__TASK DIRECTIONS__:
Scan the listing below for the word "jersey", then copy each line that has it.

__DATA UNDER STUDY__:
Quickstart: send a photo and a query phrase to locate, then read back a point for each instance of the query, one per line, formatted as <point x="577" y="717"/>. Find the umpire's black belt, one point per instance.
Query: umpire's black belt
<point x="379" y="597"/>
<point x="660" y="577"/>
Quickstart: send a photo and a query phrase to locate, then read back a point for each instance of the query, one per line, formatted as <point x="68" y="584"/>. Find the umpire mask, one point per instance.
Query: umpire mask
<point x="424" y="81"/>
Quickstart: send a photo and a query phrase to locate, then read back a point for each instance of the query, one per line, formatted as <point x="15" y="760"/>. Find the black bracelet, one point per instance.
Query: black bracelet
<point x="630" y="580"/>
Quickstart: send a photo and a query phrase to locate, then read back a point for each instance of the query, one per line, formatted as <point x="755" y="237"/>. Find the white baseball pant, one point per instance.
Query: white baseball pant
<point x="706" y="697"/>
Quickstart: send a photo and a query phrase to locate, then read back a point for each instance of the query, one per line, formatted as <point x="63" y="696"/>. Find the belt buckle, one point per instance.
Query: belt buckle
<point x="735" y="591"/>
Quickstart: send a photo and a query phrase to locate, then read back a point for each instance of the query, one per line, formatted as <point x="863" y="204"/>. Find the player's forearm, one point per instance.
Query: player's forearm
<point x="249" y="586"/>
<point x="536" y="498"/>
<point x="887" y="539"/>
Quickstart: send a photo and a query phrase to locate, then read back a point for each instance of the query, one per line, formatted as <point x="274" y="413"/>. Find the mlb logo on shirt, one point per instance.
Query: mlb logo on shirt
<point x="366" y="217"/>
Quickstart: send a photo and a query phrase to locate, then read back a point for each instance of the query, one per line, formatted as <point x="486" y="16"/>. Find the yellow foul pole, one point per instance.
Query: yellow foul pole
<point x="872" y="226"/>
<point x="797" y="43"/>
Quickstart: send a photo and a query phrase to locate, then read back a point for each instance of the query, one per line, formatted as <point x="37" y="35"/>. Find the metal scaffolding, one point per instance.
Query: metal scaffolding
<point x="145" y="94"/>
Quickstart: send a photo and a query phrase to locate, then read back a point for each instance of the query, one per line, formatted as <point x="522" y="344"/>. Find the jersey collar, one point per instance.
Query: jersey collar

__RESULT__:
Quickstart: send a photo and a query phrase to locate, then read back a point for each instance of the query, one per line, formatted as <point x="522" y="344"/>. Find the jersey collar, one point per instance.
Query: jersey collar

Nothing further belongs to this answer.